━━━━━ Material provided

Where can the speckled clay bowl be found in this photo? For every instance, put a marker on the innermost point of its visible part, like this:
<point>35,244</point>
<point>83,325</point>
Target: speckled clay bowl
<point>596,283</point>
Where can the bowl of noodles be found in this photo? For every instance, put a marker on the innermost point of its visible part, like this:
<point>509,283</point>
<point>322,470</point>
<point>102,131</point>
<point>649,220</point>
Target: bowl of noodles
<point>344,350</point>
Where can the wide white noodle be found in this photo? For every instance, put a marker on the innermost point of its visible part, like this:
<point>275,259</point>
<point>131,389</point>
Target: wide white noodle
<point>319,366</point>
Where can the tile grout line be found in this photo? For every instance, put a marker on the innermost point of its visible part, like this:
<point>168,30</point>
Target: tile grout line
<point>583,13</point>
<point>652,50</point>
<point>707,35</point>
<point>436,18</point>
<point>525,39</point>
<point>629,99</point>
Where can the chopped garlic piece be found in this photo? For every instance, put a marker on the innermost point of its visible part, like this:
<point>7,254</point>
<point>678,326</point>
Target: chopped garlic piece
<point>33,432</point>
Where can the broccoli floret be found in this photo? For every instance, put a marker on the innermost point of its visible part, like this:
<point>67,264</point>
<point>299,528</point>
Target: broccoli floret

━━━━━━━━━━

## Work to complete
Write out all of the items above again in full, requests included. Raise every point coordinate in the answers by 86, and leave the coordinates in the requests and their sample points unchanged.

## Reply
Where can the speckled clay bowl be found in this photo? For every instance, put a marker on the innermost point of its visible part, like this:
<point>35,244</point>
<point>83,325</point>
Target: speckled clay bowl
<point>682,369</point>
Where can the bowl of noodles be found in this photo? For every instance, put a marker on the innermost point of its visible part, like this:
<point>509,283</point>
<point>322,470</point>
<point>102,131</point>
<point>649,220</point>
Target: bowl of noodles
<point>430,436</point>
Where can the wide white noodle be found in this photo? For every instance, put a marker on the innermost point of its visible part, like this:
<point>275,259</point>
<point>131,389</point>
Target: wide white noodle
<point>405,452</point>
Where can the tile grout line be found in this photo? For every instance, put a marker on the innermost point of its visible part, like this:
<point>168,30</point>
Target: tile grout line
<point>669,99</point>
<point>738,136</point>
<point>793,121</point>
<point>522,104</point>
<point>611,125</point>
<point>715,185</point>
Where can the chopped garlic piece be found in this photo? For every instance, put a marker on the innermost point of its visible part, like this:
<point>7,254</point>
<point>678,326</point>
Target: chopped garlic piece
<point>119,518</point>
Where can the broccoli floret be found in this photo? For every instance, put a marker on the innermost point of its visible part, like this:
<point>67,264</point>
<point>299,528</point>
Target: broccoli floret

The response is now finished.